= Consegna 1 =
Nel brano sull'uccisione di George Floyd, da dove ha tratto ispirazione molta della produzione europea moderna?
= Consegna 2 =
Prosegui il brano sull'uccisione di George Floyd e sul razzismo in Europa, partendo dal punto in cui si interrompe.

= Brano estratto =

■ ■ ■ ■

Gli afroamericani erano già emotivamente provati dall’emergenza sanitaria. Infatti, l’epidemia ha evidenziato come la comunità nera, mediamente, abbia più difficoltà nell’accesso alle cure e questo ha portato ad avere un tasso di incidenza del covid molto più alto rispetto ai concittadini bianchi.

Le catastrofi hanno questo brutto vizio, inaspriscono il divario sociale.

In un momento come questo, vedere la lenta esecuzione di George Floyd, 9 lunghissimi minuti di rantolii in cui l’uomo chiedeva pietà al suo carnefice bianco, ha letteralmente sgretolato la diga che conteneva la rabbia sociale della comunità afroamericana.

Black Lives Matter, articolo scritto da Penne in Salsa Gaia sull'uccisione di George Floyd

Ma l’ondata di protesta degli afroamericani non si è fermata all’USA. Facciamo una premessa: in Europa la discussione sul razzismo è quasi sempre sterile e superficiale. Il nostro continente non ha mai fatto i conti con il suo passato coloniale e con gli eventi del primo 900, che hanno portato, come estrema conseguenza, all’apertura dei campi di sterminio. Siamo come quelle persone che vanno dallo psicologo perché sanno di avere un problema, ma non sono ancora nella fase di accettazione. L’Europa è un continente con daddy issues.

Molte persone, soprattutto sui social, hanno affermato candidamente che “Qui la situazione è diversa. Non siamo popoli razzisti. Mica ammazziamo i neri per strada!”. No infatti. Ci mancherebbe. Noi siamo molto più eleganti, li ammazziamo in mare. Poi non devi manco pulire! Morto e mangiato! Qualche fortunato lo ammazziamo anche nei campi.

Noi italiani poi… che te lo dico a fare! Le nostre forze di polizia sono integerrime. “I nostri ragazzi”! Mica abbiamo avuto un caso Cucchi che è andato avanti per tre gradi di giudizio. Mica abbiamo avuto un caso Aldrovandi o i fatti della scuola Diaz.

Noi siamo un popolo civile. Di civili e composti indifferenti. Ma il nazismo mica ha cominciato dai campi di sterminio. È iniziato tutto con l’indifferenza della maggioranza bianca. Bianca, etero e cisgender.

Black Lives Matter, articolo scritto da Penne in Salsa Gaia, illustrazione Cucchi e George Floyd
© Riccardo Marinucci – Instagram: @vignettaru

Noi, comunque, questa settimana vi avremmo voluto parlare di cultura africana. Conosciamo tutti la cultura degli afroamericani ma non sappiamo molto dell’Africa e degli afroeuropei. Come hanno imparato tutti quelli che hanno frequentato un liceo e hanno studiato storia dell’arte, molta della produzione europea moderna ha tratto ispirazione dall’Africa.

■ ■ ■ ■

= Dati forniti =
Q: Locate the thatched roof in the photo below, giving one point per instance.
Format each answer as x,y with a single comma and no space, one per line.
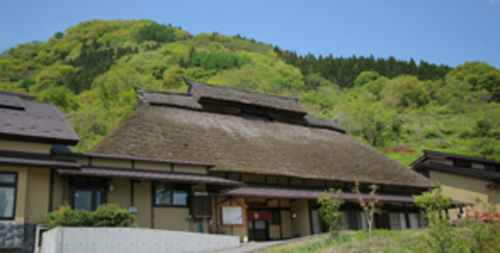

■ ■ ■ ■

= Risposta 1 =
Dall'Africa.

= Risposta 2 =
Ad esempio, l’arte africana fu fondamentale per quella corrente artistica dei primi del Novecento che prende il nome di “Primitivismo”. Primitivo non è esattamente un complimento ma non erano molto politically correct all’epoca. Diverse mostre di manufatti africani, organizzate nelle principali città europee tra fine XIX e XX secolo, avevano una linea curatoriale rispettosa della diversità e sensibile verso le altrui culture. No scherzo, erano fatte per dimostrare quanto gli africani fossero inferiori e come facessimo bene a civilizzarli con la forza. Devo aggiungere altro? Non credo.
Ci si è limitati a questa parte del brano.